◆ **Goal of the exercise**:
Print the data exactly as it appears, keeping every word.

◆ **Provided information**:
※

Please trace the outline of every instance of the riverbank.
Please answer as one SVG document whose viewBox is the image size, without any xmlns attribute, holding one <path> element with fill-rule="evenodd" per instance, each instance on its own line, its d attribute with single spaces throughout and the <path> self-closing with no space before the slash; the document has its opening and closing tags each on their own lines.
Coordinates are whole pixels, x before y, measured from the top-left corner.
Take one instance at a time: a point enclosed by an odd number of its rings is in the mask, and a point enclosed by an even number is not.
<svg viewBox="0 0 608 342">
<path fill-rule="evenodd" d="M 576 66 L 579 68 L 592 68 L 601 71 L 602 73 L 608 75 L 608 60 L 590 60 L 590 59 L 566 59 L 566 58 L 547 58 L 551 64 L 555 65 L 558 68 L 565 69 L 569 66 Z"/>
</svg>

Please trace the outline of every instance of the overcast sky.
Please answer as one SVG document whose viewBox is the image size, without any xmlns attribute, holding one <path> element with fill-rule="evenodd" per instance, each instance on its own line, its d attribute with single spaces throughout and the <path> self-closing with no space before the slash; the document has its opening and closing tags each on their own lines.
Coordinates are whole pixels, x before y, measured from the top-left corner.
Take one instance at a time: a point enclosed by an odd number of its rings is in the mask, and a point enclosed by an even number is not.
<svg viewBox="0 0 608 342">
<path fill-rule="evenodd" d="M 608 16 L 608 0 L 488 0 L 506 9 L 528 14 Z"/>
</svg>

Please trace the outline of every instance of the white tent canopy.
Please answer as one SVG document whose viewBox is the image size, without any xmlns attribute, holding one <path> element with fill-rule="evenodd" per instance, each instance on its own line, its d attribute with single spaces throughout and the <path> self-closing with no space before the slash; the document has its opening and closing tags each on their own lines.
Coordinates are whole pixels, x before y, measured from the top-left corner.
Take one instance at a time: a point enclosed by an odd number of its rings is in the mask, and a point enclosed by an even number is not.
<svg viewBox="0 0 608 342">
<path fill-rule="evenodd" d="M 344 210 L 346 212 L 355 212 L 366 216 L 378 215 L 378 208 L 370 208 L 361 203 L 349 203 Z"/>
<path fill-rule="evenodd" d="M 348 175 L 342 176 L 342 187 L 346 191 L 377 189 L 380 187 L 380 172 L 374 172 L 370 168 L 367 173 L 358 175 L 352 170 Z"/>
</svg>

※

◆ **Reply to the task**:
Please trace the outline of every instance of the riverbank.
Please answer as one SVG document whose viewBox is the image size, without any xmlns attribute, holding one <path> element with fill-rule="evenodd" per instance, each instance on its own line, its d attribute with single spaces throughout and the <path> self-closing with no space before the slash; the document has its opening and closing tags each on their own lines.
Coordinates are whole pixels, x before y, measured from the top-left corner.
Take one instance at a time: a point enclosed by an odd number of its rings is in the mask, and a point enclosed by an even number is not.
<svg viewBox="0 0 608 342">
<path fill-rule="evenodd" d="M 576 66 L 579 68 L 592 68 L 601 71 L 602 73 L 608 75 L 608 60 L 590 60 L 590 59 L 566 59 L 566 58 L 547 58 L 551 64 L 555 65 L 558 68 L 565 69 L 569 66 Z"/>
</svg>

Please trace the outline of every instance of the overcast sky.
Please answer as one SVG document whose viewBox is the image size, without any xmlns attribute, holding one <path> element with fill-rule="evenodd" per instance, each instance on its own line, its d attribute with single spaces throughout and the <path> self-closing with no space before the slash; the document has its opening and closing tags each on their own lines.
Coordinates are whole pixels, x before y, measured from the top-left corner.
Take one instance at a time: a point enclosed by an odd number of its rings is in the mask, and a point enclosed by an even number is not.
<svg viewBox="0 0 608 342">
<path fill-rule="evenodd" d="M 608 16 L 608 0 L 488 0 L 506 9 L 528 14 Z"/>
</svg>

Please trace the outline of every instance of the white tent canopy.
Please answer as one SVG document whose viewBox is the image size, without any xmlns attribute, holding one <path> element with fill-rule="evenodd" per instance, each instance on its own line, its d attribute with single spaces throughout and the <path> self-closing with no space before the slash; the document has its opening and closing tags each on their own lines.
Coordinates are whole pixels, x before y, measured from the top-left corner.
Take one instance at a time: a point enclosed by an odd number of its rings is in the mask, and a point enclosed by an even number is not.
<svg viewBox="0 0 608 342">
<path fill-rule="evenodd" d="M 344 210 L 346 212 L 355 212 L 366 216 L 378 215 L 378 208 L 370 208 L 361 203 L 349 203 Z"/>
<path fill-rule="evenodd" d="M 348 175 L 342 176 L 342 187 L 346 191 L 377 189 L 380 187 L 380 172 L 374 172 L 370 168 L 367 173 L 358 175 L 352 170 Z"/>
</svg>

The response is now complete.